● Given request
What follows is a set of records; restate each one word for word and drop the pictures.

● Materials provided

==============================

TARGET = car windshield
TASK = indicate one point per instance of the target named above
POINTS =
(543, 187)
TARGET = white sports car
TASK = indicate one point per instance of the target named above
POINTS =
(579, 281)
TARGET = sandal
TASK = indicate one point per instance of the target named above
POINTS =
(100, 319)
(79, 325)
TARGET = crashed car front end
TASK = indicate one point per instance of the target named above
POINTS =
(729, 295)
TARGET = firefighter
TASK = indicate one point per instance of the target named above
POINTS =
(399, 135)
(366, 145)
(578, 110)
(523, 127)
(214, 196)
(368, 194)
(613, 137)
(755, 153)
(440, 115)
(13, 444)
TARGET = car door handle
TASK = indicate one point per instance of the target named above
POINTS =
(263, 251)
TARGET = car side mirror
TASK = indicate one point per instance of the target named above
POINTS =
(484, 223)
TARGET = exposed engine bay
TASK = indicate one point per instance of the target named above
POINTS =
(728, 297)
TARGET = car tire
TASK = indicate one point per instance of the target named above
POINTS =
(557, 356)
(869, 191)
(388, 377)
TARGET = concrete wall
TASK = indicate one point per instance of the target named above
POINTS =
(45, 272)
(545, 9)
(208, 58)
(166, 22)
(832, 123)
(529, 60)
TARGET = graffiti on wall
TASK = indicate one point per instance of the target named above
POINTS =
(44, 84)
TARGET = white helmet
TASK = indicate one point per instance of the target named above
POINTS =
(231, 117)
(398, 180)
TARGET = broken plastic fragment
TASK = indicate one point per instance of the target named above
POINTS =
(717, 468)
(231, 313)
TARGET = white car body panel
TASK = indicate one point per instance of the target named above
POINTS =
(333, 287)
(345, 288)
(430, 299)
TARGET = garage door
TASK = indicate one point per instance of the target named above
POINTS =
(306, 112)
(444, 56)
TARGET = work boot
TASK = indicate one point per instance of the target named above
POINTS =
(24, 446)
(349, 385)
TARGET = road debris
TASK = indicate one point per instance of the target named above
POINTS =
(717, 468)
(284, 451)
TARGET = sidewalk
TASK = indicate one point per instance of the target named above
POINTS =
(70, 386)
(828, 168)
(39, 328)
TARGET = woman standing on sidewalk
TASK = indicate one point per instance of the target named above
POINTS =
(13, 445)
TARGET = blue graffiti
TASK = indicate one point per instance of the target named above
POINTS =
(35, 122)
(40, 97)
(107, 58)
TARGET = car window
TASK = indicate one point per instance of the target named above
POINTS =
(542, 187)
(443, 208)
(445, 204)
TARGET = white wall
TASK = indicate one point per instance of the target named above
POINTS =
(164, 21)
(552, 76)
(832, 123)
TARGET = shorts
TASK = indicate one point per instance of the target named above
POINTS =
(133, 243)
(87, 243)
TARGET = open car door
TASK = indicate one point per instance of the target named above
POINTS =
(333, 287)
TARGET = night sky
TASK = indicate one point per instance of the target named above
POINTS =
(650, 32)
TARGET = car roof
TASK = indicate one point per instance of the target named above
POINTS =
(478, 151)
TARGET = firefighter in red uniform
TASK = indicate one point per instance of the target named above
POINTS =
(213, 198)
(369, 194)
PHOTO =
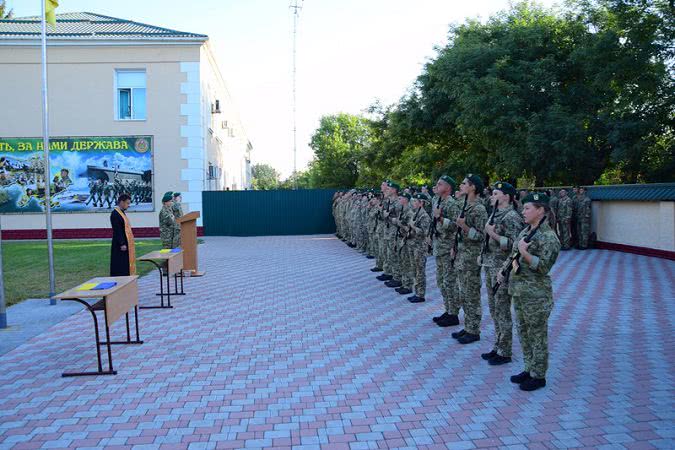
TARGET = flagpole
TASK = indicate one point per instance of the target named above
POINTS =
(45, 141)
(3, 306)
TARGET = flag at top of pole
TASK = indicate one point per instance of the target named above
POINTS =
(50, 11)
(48, 15)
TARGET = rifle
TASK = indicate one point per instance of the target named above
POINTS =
(514, 260)
(457, 233)
(407, 235)
(486, 244)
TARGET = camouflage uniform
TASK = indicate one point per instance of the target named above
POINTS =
(532, 296)
(392, 263)
(169, 231)
(583, 221)
(446, 277)
(565, 221)
(468, 270)
(508, 224)
(417, 252)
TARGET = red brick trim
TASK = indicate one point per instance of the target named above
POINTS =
(81, 233)
(646, 251)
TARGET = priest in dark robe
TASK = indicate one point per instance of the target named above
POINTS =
(122, 250)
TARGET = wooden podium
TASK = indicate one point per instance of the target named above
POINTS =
(188, 239)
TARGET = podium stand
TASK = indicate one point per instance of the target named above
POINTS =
(188, 239)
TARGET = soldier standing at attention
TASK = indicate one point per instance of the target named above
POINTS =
(445, 214)
(169, 232)
(176, 207)
(501, 234)
(419, 226)
(564, 219)
(468, 269)
(531, 291)
(401, 245)
(583, 219)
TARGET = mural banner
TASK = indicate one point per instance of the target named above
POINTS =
(87, 173)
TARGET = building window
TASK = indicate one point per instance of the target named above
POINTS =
(131, 103)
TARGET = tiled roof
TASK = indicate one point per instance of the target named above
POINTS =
(639, 192)
(89, 26)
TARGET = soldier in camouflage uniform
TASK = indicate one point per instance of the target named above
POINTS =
(583, 219)
(392, 267)
(468, 270)
(169, 231)
(417, 229)
(565, 219)
(176, 207)
(402, 246)
(444, 228)
(507, 225)
(531, 291)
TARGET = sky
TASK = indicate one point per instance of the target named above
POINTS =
(350, 53)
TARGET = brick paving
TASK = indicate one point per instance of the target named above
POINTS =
(291, 342)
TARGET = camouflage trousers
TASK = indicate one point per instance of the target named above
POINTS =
(583, 232)
(500, 311)
(532, 323)
(405, 261)
(392, 262)
(469, 281)
(417, 255)
(565, 234)
(446, 279)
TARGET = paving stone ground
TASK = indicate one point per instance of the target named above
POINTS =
(291, 342)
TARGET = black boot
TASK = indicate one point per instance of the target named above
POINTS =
(442, 316)
(521, 377)
(488, 356)
(458, 334)
(533, 384)
(498, 360)
(468, 338)
(450, 321)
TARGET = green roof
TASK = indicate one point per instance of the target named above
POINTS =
(640, 192)
(90, 26)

==============================

● Exercise result
TARGET = car windshield
TASK = indicate one point per instance of the target named above
POINTS =
(543, 187)
TARGET = white sports car
TASK = indicate one point per instance of the target named above
POINTS =
(579, 281)
TARGET = sandal
TASK = indicate one point per instance of the target named above
POINTS =
(100, 319)
(79, 325)
TARGET = crashed car front end
TASK = indicate one point per instance of the target named above
POINTS =
(729, 295)
TARGET = firefighter
TASK = indicate one point per instance of the target named above
POINTS =
(399, 135)
(366, 145)
(578, 110)
(523, 127)
(214, 196)
(368, 194)
(613, 137)
(755, 153)
(440, 115)
(13, 444)
TARGET = car door handle
TASK = indicate one point per instance of the target named above
POINTS =
(263, 251)
TARGET = car side mirror
TASK = indicate one point per instance of the target named above
POINTS =
(484, 223)
TARGET = exposed engine bay
TASK = indicate one point per instance of the target named above
POINTS =
(728, 297)
TARGET = car tire
TASK = indicate one point per instance of the target named above
POINTS =
(557, 356)
(869, 191)
(388, 377)
TARGET = concrete wall
TASK = indicate one point per instance of the target named above
POINTS =
(45, 272)
(545, 9)
(208, 58)
(166, 22)
(832, 123)
(529, 60)
TARGET = graffiti on wall
TASK = indicate one point per instance of the target named above
POINTS =
(44, 84)
TARGET = white helmet
TASK = indicate one point per instance of the target named above
POINTS =
(231, 117)
(398, 180)
TARGET = broken plastic fragment
TASK = indicate one point per instance of the target named above
POINTS =
(717, 468)
(231, 313)
TARGET = white car body panel
TASK = indicate one point per instance of the target named above
POINTS =
(333, 287)
(345, 288)
(430, 299)
TARGET = garage door
TASK = indicate one point per instance of the target named above
POINTS =
(306, 112)
(444, 56)
TARGET = work boot
TASK = indicate one point per instance of the target named above
POINTS =
(24, 446)
(349, 385)
TARGET = road debris
TASK = indicate one point per instance of the target named above
POINTS =
(717, 468)
(284, 451)
TARGET = sidewalk
TASK = indicate one point per instance of the target named above
POINTS =
(70, 386)
(828, 168)
(39, 328)
TARGET = woman standing on sidewalk
TASK = indicate one point per instance of the target named above
POINTS =
(13, 445)
TARGET = blue graffiti
TASK = indicate one point per instance of the target named above
POINTS =
(35, 122)
(40, 97)
(107, 58)
TARGET = car window
TASK = indicate one point per instance of the target named above
POINTS =
(542, 187)
(443, 208)
(445, 204)
TARGET = white wall
TASK = indicate one point per instance of the target named above
POINTS =
(164, 21)
(552, 76)
(832, 123)
TARGET = shorts
TASK = indicate one point per instance of the target named above
POINTS =
(133, 243)
(87, 243)
TARGET = open car door
TASK = indicate one point per instance of the target named above
POINTS =
(333, 287)
TARGET = night sky
TASK = indicate one point per instance of the target named above
POINTS =
(650, 32)
TARGET = car roof
TASK = indicate one point per instance of the target named above
POINTS =
(478, 151)
TARGET = firefighter in red uniform
TASK = indicate one point per instance of the target named above
POINTS =
(213, 198)
(369, 194)
PHOTO =
TARGET = flagpole
TASK = indicate one point per instance of the target named above
POINTS =
(45, 141)
(3, 306)
TARGET = flag at top of pole
TASK = indicate one point per instance of the target named above
POINTS =
(50, 11)
(48, 15)
TARGET = rifle
TASK = indicate one point per instance of the target named above
POINTS =
(514, 260)
(457, 233)
(407, 235)
(486, 244)
TARGET = camouflage uniform
TASK = indicate one point per instance of the target named above
POINTS =
(532, 296)
(392, 263)
(169, 231)
(583, 221)
(446, 277)
(565, 221)
(468, 270)
(508, 224)
(417, 252)
TARGET = red brick trim
TASK = indicate one point per instance of the target named above
POINTS =
(81, 233)
(646, 251)
TARGET = priest in dark robe
TASK = indicate one point per instance of the target named above
POINTS =
(122, 250)
TARGET = wooden podium
TASK = indicate one point per instance of the target named above
POINTS =
(188, 239)
TARGET = podium stand
TASK = indicate one point per instance of the target named above
POINTS =
(188, 239)
TARGET = soldier standing at attention
TASK = indicate one point per instance of the target named above
POINTS =
(445, 214)
(169, 232)
(176, 207)
(501, 234)
(419, 226)
(564, 219)
(468, 269)
(531, 291)
(401, 245)
(583, 219)
TARGET = mural banner
TASK = indicate one point per instance of the target named above
POINTS =
(87, 173)
TARGET = building window
TASK = indicate one point per instance of the target named above
POINTS =
(131, 103)
TARGET = tiled roof
TASK = indicate one point per instance of the target named above
POINTS =
(639, 192)
(89, 26)
TARGET = soldier in camouflage uniform
TASK = indicate one point per instance of the target named above
POINTS =
(583, 219)
(392, 267)
(468, 270)
(169, 231)
(417, 229)
(565, 219)
(176, 207)
(402, 246)
(444, 228)
(507, 225)
(531, 291)
TARGET = sky
TASK = indicate one point per instance of the target named above
POINTS =
(350, 53)
TARGET = brick paving
TASK = indicate one point per instance of the target named above
POINTS =
(291, 342)
TARGET = camouflage trousers
TASK = indicate one point per instance of the target named above
POINTS =
(583, 232)
(500, 311)
(532, 323)
(405, 261)
(392, 262)
(469, 281)
(417, 255)
(565, 234)
(446, 279)
TARGET = paving stone ground
TASK = indicate one point per instance of the target named above
POINTS =
(291, 342)
TARGET = black boot
TASK = indicate one point per instance of the target named above
POINTS =
(442, 316)
(521, 377)
(488, 356)
(458, 334)
(533, 384)
(498, 360)
(468, 338)
(450, 321)
TARGET = green roof
TASK = indicate one point per instance of the target named above
POINTS =
(640, 192)
(90, 26)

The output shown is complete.